The problem: Verbatim output of the full listing is required.

((

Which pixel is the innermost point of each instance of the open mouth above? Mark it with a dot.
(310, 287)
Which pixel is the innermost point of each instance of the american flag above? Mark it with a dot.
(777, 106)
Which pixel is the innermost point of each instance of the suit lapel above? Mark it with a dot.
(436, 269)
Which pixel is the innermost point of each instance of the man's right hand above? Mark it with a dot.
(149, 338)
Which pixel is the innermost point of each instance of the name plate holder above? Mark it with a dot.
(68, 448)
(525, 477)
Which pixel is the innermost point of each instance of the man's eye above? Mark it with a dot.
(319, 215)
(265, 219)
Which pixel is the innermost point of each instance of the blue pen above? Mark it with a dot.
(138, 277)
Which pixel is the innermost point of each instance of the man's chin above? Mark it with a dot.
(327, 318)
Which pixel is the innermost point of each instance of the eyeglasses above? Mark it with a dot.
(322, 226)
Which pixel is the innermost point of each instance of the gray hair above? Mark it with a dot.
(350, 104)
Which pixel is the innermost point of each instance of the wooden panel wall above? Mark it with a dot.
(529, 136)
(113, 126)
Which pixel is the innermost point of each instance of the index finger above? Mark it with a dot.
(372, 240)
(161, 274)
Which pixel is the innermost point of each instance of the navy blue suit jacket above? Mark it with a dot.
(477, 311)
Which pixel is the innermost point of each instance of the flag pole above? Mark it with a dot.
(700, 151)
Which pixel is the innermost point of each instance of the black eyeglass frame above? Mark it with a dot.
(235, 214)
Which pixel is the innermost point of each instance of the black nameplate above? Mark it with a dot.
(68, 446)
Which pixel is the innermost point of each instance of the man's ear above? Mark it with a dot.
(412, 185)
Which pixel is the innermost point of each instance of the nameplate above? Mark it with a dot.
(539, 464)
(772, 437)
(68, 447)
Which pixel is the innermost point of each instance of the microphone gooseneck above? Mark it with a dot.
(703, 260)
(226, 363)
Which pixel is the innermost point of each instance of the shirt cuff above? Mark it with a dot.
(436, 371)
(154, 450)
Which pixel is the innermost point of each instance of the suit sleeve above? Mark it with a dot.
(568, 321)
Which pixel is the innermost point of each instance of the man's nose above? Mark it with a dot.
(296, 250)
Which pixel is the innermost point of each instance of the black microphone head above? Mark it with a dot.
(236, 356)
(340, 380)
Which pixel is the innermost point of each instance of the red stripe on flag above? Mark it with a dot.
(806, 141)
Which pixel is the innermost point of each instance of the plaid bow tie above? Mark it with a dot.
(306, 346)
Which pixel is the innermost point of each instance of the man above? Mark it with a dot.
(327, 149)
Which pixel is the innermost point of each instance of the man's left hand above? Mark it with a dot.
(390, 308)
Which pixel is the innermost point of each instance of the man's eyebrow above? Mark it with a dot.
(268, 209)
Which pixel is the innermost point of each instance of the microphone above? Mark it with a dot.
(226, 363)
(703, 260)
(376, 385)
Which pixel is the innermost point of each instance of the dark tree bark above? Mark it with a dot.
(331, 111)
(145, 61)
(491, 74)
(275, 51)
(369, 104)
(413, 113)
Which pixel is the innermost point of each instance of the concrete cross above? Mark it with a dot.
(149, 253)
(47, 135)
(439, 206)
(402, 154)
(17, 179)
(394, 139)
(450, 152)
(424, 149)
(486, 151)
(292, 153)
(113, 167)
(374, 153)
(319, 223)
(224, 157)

))

Answer to the problem:
Which pixel is the innermost point of each instance of the open mouth above? Mark it with a dot.
(310, 287)
Which pixel is the innermost point of each instance of the american flag above? Mark it with a dot.
(777, 106)
Which pixel is the innermost point of each instance of the suit lapel above? Mark it with a dot.
(436, 269)
Which pixel is the innermost point of each instance of the man's right hand above? Mark it with a dot.
(149, 338)
Which pixel is the innermost point of each instance of the name plate holder above? Mark it with a dot.
(68, 448)
(525, 477)
Which pixel is the innermost point of each instance of the man's eye above? Mark it with a dot.
(319, 215)
(265, 219)
Which pixel is the innermost point of each instance of the blue pen above? Mark it with a dot.
(138, 277)
Which pixel is the innermost point of each instance of the man's chin above? Mark it with a dot.
(327, 318)
Which pixel is the innermost point of each instance of the eyeglasses above? Mark it with a dot.
(322, 226)
Which pixel is the innermost point of each instance of the gray hair above? Mark it with a dot.
(350, 104)
Which pixel is the innermost point of each instance of the wooden panel wall above? Mark it with a dot.
(529, 136)
(113, 126)
Which pixel is the innermost point of each instance of the index finger above? Mark it with a dot.
(372, 240)
(161, 274)
Which pixel is the innermost point of each instance of the navy blue suit jacket above? Mark it with a dot.
(477, 311)
Which pixel is the innermost point of each instance of the flag pole above? Mark it with a dot.
(700, 151)
Which pixel is the innermost point of each instance of the black eyeglass frame above? Mark it with a dot.
(235, 214)
Which pixel is the innermost point of each instance of the black nameplate above? Mark it with a dot.
(68, 446)
Which pixel is the innermost point of each instance of the man's ear above? Mark it with a dot.
(412, 185)
Which pixel is the innermost point of each instance of the nameplate above? Mark it with a dot.
(539, 464)
(772, 437)
(68, 447)
Which pixel is the innermost point of each instance of the microphone gooseneck above? Mark it with a dot.
(703, 260)
(226, 363)
Which pixel is the innermost point of each instance of the shirt cuff above? Mark it with a dot.
(436, 371)
(154, 450)
Which pixel is the innermost point of each instance of the suit sleeve above? Mark it with a dot.
(568, 321)
Which pixel is the innermost point of each instance of the man's nose above? Mark it with a dot.
(296, 250)
Which pixel is the innermost point of each instance of the black microphone head above? Mark it with a dot.
(236, 356)
(340, 380)
Which pixel is the innermost point of each instance of the red stripe on flag above? Mark it with a dot.
(806, 141)
Which pixel is the innermost point of each instance of the plaid bow tie above? Mark it with a dot.
(306, 346)
Which pixel is the innermost point of each instance of the man above? Mark it with a dot.
(327, 149)
Which pixel is the innermost point of each instance of the man's left hand above? Mark it with a dot.
(390, 308)
Which pixel is the innermost point of each instance of the man's eyebrow above? Mark it with a dot.
(268, 209)
Which pixel is the innermost point of each instance of the microphone above? Mark it with a dot.
(226, 363)
(703, 260)
(376, 385)
Which pixel is the innermost point of each instance of the dark tree bark above? Mark it with a dot.
(331, 111)
(145, 61)
(491, 74)
(275, 51)
(369, 104)
(413, 113)
Which pixel is the innermost point of each instance of the concrete cross above? Mark it with a dot.
(149, 253)
(47, 135)
(439, 206)
(402, 154)
(17, 179)
(394, 139)
(450, 152)
(424, 149)
(486, 151)
(292, 153)
(113, 167)
(374, 153)
(319, 223)
(224, 157)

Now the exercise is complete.